■ Passage

>> start

Introduction
Facebook AI Research has come up with a new architecture called Expire-Span [1] which sort of deletes contextual data which is deemed to be irrelevant information in the Attention [2] mechanism. Going by intuition, it should work well because we don’t want irrelevant information to be modelled and remembered especially when the sequence lengths are quite long these days. Let’s get into the details quickly because, the Expire-Span is training faster, using less memory, and can scale to very large sequence lengths without a drop in performance!
Background
Attention Mechanism took the Deep Learning world by storm finding itself in a plethora of domains mainly NLP and Computer Vision. It is excellent in modelling long sequences very well and has set the benchmarks in most of the NLP tasks. Recently it made its way in Computer Vision – Vision Transformers [3] and GANs – Generative Adversarial Transformers [4] and TransGAN [5].
The performance comes at a cost – Heavy memory & compute requirements! The research has now shifted from Attention mechanisms to reducing the usage of attention modules in the architectures because of its quadratic increase in computation when scaled with longer sequences. The MLP-Mixer showed us how to get away with the attention mechanism in Computer Vision tasks. I have already written a blog on MLP-Mixer [6], find it here. But doing away with attention in NLP tasks might be disastrous as the Attention mechanism has time and again proven that they are the best. There were several improved variants of Transformers like Adaptive-Span [7], Compressive Transformers [8], and Performers [9] which have tried to reduce the computation and memory overhead for longer sequences. Feel free to have a read about them. It is very interesting to study how the research is following around Attention mechanism in general.

>> end

Entries for labeling bounding boxes

>> start

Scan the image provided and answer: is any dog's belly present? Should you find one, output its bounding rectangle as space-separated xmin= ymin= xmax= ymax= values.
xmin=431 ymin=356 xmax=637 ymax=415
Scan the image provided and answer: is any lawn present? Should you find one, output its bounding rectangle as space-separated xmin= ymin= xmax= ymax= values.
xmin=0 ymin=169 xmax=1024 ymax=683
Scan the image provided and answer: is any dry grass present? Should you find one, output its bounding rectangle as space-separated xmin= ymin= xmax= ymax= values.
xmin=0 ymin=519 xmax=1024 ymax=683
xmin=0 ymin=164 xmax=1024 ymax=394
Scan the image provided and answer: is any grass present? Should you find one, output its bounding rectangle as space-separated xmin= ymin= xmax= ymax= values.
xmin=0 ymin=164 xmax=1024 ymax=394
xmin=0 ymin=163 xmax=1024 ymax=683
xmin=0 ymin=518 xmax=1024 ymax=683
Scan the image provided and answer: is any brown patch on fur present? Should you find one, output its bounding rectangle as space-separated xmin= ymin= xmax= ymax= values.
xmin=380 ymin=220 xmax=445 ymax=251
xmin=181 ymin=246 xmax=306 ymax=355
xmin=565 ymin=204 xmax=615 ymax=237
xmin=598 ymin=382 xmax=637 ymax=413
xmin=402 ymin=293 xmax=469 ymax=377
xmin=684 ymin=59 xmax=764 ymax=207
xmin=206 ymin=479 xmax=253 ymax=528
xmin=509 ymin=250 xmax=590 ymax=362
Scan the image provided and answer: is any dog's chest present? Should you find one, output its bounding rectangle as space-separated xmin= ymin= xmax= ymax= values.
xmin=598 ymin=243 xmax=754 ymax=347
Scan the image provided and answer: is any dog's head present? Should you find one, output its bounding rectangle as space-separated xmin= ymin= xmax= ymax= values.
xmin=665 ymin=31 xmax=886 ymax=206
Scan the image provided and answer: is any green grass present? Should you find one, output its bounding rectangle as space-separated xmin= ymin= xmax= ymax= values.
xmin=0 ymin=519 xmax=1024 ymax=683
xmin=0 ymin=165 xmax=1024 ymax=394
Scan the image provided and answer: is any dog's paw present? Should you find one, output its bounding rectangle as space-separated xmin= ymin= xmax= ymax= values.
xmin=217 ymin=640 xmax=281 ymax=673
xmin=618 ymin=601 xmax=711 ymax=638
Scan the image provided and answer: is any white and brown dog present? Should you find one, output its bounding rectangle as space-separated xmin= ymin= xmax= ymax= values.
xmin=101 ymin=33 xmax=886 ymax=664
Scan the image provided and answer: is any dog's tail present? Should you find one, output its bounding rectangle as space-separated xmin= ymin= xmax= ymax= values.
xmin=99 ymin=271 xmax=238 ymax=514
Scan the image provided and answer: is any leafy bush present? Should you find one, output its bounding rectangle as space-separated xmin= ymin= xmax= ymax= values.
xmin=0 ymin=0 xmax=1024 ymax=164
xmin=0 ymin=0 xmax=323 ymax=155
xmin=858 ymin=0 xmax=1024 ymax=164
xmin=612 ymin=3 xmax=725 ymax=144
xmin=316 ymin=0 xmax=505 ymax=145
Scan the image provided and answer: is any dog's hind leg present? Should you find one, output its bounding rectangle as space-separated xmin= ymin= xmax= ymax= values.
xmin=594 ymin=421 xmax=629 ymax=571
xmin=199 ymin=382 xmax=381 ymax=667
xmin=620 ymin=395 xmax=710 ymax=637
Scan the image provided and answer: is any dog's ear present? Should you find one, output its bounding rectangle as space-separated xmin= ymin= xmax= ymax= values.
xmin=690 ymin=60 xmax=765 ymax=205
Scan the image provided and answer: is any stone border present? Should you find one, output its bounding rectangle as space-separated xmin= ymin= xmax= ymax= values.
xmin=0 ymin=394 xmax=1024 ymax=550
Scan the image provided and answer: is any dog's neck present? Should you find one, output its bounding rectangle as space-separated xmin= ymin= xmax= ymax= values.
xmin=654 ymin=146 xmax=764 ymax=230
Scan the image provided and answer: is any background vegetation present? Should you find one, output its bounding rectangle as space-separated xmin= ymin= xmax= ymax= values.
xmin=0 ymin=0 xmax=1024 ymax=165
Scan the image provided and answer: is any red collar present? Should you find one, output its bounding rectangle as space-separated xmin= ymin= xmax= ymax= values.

>> end
>> start

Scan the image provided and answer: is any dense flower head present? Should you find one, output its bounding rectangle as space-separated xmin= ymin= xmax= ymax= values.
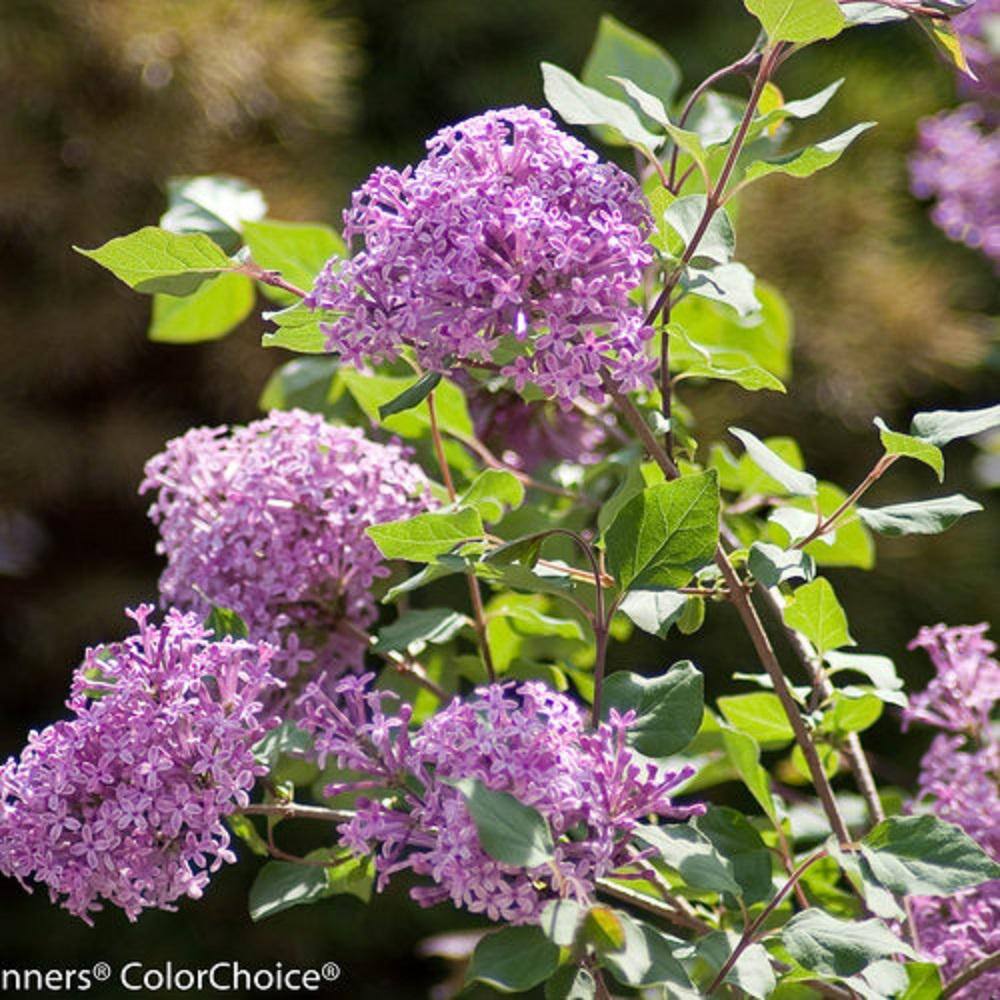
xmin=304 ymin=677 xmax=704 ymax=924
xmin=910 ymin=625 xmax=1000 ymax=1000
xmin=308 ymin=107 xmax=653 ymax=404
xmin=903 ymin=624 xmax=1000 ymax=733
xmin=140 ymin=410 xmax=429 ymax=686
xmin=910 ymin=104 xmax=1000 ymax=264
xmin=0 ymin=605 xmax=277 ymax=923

>> end

■ Set exercise
Reproduce verbatim everything in the article on Expire-Span from "Introduction" down to "drop in performance!". These records bear no relation to the article on Expire-Span.

■ Response
Introduction
Facebook AI Research has come up with a new architecture called Expire-Span [1] which sort of deletes contextual data which is deemed to be irrelevant information in the Attention [2] mechanism. Going by intuition, it should work well because we don’t want irrelevant information to be modelled and remembered especially when the sequence lengths are quite long these days. Let’s get into the details quickly because, the Expire-Span is training faster, using less memory, and can scale to very large sequence lengths without a drop in performance!